→ **Input for this task**
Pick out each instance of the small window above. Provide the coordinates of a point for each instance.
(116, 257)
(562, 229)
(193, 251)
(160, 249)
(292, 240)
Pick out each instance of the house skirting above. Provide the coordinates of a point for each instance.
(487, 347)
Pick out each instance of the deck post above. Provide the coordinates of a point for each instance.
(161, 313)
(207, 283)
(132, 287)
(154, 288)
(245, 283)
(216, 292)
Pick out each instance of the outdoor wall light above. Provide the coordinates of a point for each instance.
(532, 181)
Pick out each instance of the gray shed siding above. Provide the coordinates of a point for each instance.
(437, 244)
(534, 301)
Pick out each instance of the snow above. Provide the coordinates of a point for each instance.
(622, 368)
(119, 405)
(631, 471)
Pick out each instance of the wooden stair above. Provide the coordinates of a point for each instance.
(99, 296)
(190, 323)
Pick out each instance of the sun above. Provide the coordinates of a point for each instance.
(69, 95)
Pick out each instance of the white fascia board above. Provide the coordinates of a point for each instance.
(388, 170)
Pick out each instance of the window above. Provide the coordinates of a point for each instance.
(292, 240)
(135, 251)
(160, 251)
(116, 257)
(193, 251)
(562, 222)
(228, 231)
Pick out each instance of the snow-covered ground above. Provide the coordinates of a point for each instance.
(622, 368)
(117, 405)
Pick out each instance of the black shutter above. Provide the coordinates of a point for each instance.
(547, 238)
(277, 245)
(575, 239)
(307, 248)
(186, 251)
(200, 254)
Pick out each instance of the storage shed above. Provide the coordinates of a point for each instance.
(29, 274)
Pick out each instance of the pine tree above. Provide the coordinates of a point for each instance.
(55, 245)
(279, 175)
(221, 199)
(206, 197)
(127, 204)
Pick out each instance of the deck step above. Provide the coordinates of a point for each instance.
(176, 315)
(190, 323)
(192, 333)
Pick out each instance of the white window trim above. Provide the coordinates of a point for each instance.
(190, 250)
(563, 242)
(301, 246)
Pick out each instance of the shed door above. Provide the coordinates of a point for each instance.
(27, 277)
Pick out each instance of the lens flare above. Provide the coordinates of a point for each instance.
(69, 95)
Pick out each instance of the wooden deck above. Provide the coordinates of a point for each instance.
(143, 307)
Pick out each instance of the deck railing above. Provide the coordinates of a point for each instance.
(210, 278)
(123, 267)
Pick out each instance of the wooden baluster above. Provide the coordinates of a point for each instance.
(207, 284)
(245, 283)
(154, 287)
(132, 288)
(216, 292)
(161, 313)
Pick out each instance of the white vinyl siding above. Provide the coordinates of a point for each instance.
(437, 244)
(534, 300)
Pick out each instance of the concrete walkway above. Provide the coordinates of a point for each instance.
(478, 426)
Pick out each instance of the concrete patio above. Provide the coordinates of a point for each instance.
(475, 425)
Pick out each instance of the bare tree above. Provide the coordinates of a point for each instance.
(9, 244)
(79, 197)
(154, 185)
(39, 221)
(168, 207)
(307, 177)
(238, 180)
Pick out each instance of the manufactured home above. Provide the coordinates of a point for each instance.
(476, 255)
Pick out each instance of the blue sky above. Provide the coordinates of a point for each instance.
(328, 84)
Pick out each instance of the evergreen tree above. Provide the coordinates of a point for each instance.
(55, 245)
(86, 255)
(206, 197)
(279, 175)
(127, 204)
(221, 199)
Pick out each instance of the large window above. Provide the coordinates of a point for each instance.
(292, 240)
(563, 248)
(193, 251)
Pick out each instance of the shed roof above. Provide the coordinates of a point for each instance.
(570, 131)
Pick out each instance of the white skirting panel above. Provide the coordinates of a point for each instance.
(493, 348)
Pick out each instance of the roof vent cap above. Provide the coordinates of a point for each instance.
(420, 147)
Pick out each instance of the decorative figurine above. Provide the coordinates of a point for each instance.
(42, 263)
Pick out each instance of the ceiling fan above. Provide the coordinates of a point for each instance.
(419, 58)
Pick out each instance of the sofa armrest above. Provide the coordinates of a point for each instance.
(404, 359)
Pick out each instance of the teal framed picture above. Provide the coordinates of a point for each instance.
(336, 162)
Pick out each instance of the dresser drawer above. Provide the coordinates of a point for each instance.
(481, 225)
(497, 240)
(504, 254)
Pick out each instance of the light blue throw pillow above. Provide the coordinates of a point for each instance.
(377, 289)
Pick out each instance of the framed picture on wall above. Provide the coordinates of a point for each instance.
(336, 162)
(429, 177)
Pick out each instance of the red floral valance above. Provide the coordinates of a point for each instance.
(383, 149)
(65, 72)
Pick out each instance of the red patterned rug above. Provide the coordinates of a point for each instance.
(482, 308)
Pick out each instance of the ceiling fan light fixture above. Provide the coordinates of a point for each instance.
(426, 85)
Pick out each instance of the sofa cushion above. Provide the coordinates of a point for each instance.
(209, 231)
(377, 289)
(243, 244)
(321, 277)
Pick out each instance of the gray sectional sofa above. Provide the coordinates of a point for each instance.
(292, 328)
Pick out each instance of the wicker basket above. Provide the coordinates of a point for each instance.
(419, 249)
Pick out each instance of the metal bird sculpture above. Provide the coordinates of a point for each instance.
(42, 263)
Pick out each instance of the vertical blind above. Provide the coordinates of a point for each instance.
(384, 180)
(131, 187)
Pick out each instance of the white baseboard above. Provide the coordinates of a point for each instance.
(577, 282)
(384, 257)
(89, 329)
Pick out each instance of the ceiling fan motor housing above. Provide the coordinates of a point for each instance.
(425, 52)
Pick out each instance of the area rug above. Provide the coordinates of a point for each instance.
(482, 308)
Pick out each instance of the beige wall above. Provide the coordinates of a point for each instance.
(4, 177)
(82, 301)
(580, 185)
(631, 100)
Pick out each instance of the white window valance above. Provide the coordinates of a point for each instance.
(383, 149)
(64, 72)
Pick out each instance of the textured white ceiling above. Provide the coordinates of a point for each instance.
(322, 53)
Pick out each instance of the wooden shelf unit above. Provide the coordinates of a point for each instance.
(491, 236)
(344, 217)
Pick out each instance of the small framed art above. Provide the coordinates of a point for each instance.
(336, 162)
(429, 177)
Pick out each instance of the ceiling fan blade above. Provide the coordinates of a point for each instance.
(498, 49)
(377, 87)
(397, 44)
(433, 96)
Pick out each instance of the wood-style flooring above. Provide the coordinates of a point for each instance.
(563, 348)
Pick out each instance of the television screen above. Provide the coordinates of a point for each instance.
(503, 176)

→ **Stated task**
Your task is to repeat every entry exactly.

→ **Written reply**
Pick out each instance of the small window above. Provide the coordinates of a point for each instance.
(116, 257)
(562, 229)
(193, 251)
(160, 249)
(292, 240)
Pick out each instance of the house skirting above. Provide the coordinates of a point for each instance.
(487, 347)
Pick out each instance of the deck post above. Provide the coordinates of a point for each instance.
(161, 313)
(207, 283)
(132, 287)
(154, 288)
(245, 283)
(216, 292)
Pick out each instance of the outdoor wall light above. Provide the coordinates of a point for each instance.
(532, 181)
Pick out each instance of the gray shed siding above. Provide the coordinates of a point for each instance.
(437, 244)
(534, 301)
Pick out each instance of the snow above. Provide the coordinates of a point for each instance.
(622, 368)
(119, 405)
(631, 471)
Pick out each instance of the wooden stair above. Provide the coordinates of a point for each instance.
(99, 296)
(190, 323)
Pick out each instance of the sun above. Provide the coordinates of a point for each instance.
(69, 95)
Pick out each instance of the white fascia board above. Provide the coordinates of a point for each instance.
(388, 170)
Pick out each instance of the window above. Provide the coordinates of a point for each instance.
(292, 240)
(135, 251)
(160, 251)
(116, 257)
(193, 251)
(562, 222)
(228, 231)
Pick out each instance of the snow-covered ground above. Provide the coordinates of a point for each instance.
(622, 368)
(117, 405)
Pick out each instance of the black shutter above. Provide the coordinates of a point for each instance.
(547, 238)
(277, 245)
(575, 239)
(307, 248)
(186, 251)
(200, 254)
Pick out each instance of the storage shed above. Provide the coordinates of a point for each instance.
(29, 274)
Pick out each instance of the pine tree above. Provide the coordinates of a point for each instance.
(55, 245)
(279, 175)
(221, 199)
(206, 197)
(127, 204)
Pick out each instance of the deck step above. Provide the coordinates of a point for each instance.
(176, 315)
(190, 323)
(192, 333)
Pick out each instance of the white window trim above. Provide the coordinates of a point for each instance.
(190, 250)
(563, 242)
(301, 246)
Pick out each instance of the shed door above. Provide the coordinates of a point for each instance.
(27, 277)
Pick out each instance of the lens flare above. Provide the coordinates of a point for each instance.
(69, 95)
Pick out each instance of the wooden deck above. Provide the coordinates of a point for each instance.
(143, 307)
Pick out each instance of the deck railing above. Provide the coordinates of a point for each instance.
(210, 278)
(123, 267)
Pick out each instance of the wooden baluster above. Provide the coordinates of a point for each instance.
(207, 284)
(245, 283)
(154, 287)
(132, 288)
(216, 292)
(161, 313)
Pick out each instance of the white vinyl siding above. Provide the coordinates of a point for each instance.
(437, 244)
(534, 300)
Pick out each instance of the concrete walkway above. Provide the coordinates of a point for each instance.
(478, 426)
Pick out each instance of the concrete patio above. Provide the coordinates of a point for each instance.
(475, 425)
Pick out each instance of the bare tree above. Provide the coordinates of a point for each instance.
(9, 244)
(79, 197)
(154, 185)
(39, 221)
(168, 207)
(307, 177)
(238, 180)
Pick out each instance of the manufactured home above. Provide the coordinates of a point for each instance.
(476, 255)
Pick out each instance of the blue sky above. Provide the coordinates of a point for each instance.
(328, 84)
Pick out each instance of the evergreen tree above. Provide the coordinates of a point for each instance.
(55, 245)
(86, 255)
(206, 197)
(279, 175)
(127, 204)
(221, 199)
Pick out each instance of the large window above. Provide the coordinates of a point for each instance.
(292, 240)
(563, 248)
(193, 251)
Pick out each instance of the shed roof above. Provide the coordinates of a point for each instance.
(570, 131)
Pick out each instance of the white skirting panel above. Provide the coordinates of a point for each instance.
(493, 348)
Pick out each instance of the roof vent cap above. Provide the coordinates of a point for each instance.
(420, 147)
Pick out each instance of the decorative figurine above. Provide the coordinates of a point for each instance.
(42, 263)
Pick out each instance of the ceiling fan above. Provide the coordinates of a point for each instance.
(419, 58)
Pick out each instance of the sofa armrest above. Provide the coordinates of a point for each instance.
(404, 359)
Pick out each instance of the teal framed picture above. Provide the coordinates of a point for each instance.
(336, 162)
Pick out each instance of the dresser drawer above. Provide the coordinates of a point for each instance.
(481, 225)
(497, 240)
(504, 254)
Pick out each instance of the light blue throw pillow above. Provide the coordinates of a point for each instance.
(377, 289)
Pick out each instance of the framed picture on wall above. Provide the coordinates of a point for each instance.
(336, 162)
(429, 177)
Pick out each instance of the red floral valance above. Provide the coordinates of a point for each instance.
(383, 149)
(65, 72)
Pick out each instance of the red patterned rug above. Provide the coordinates of a point for each instance.
(482, 308)
Pick out each instance of the ceiling fan light fixture above. Provide the coordinates of a point for each instance.
(426, 85)
Pick out each instance of the sofa cushion above. Provide the coordinates of a point for each instance.
(209, 231)
(377, 289)
(243, 244)
(321, 277)
Pick out each instance of the gray sectional sofa above. Provide the coordinates of a point for each instance.
(292, 328)
Pick out each instance of the wicker basket above. Provide the coordinates of a point for each instance.
(419, 249)
Pick out each instance of the metal bird sculpture above. Provide the coordinates of a point for each instance.
(42, 263)
Pick out each instance of the vertical blind above. Provide the coordinates of a point for each instance.
(384, 180)
(131, 187)
Pick out each instance of the white baseboard above. Provide the coordinates of a point for each instance.
(577, 282)
(384, 257)
(89, 329)
Pick out each instance of the ceiling fan motor housing above. Provide the coordinates of a point for each instance.
(425, 52)
Pick out each instance of the area rug above. Provide the coordinates of a point for each instance.
(482, 308)
Pick out each instance of the beige wall above. Provide the coordinates of a point for each instance.
(4, 177)
(82, 301)
(580, 185)
(631, 100)
Pick out each instance of the white window valance above. Provide the coordinates of a point for each instance.
(383, 149)
(64, 72)
Pick out each instance of the textured white ceiling above. Provide the coordinates of a point for each instance.
(322, 53)
Pick out each instance of the wooden shelf unit above. Provide the coordinates of a point for each instance.
(491, 236)
(344, 217)
Pick out each instance of the small framed art above. Provide the coordinates of a point for each instance.
(336, 162)
(429, 177)
Pick out each instance of the ceiling fan blade above. Provide the coordinates of a point for each instance.
(498, 49)
(377, 87)
(397, 44)
(433, 96)
Pick out each instance of the wood-style flooring above. Provide the coordinates of a point for each instance.
(563, 348)
Pick out each instance of the television screen above. Provide the coordinates of a point for each instance.
(503, 176)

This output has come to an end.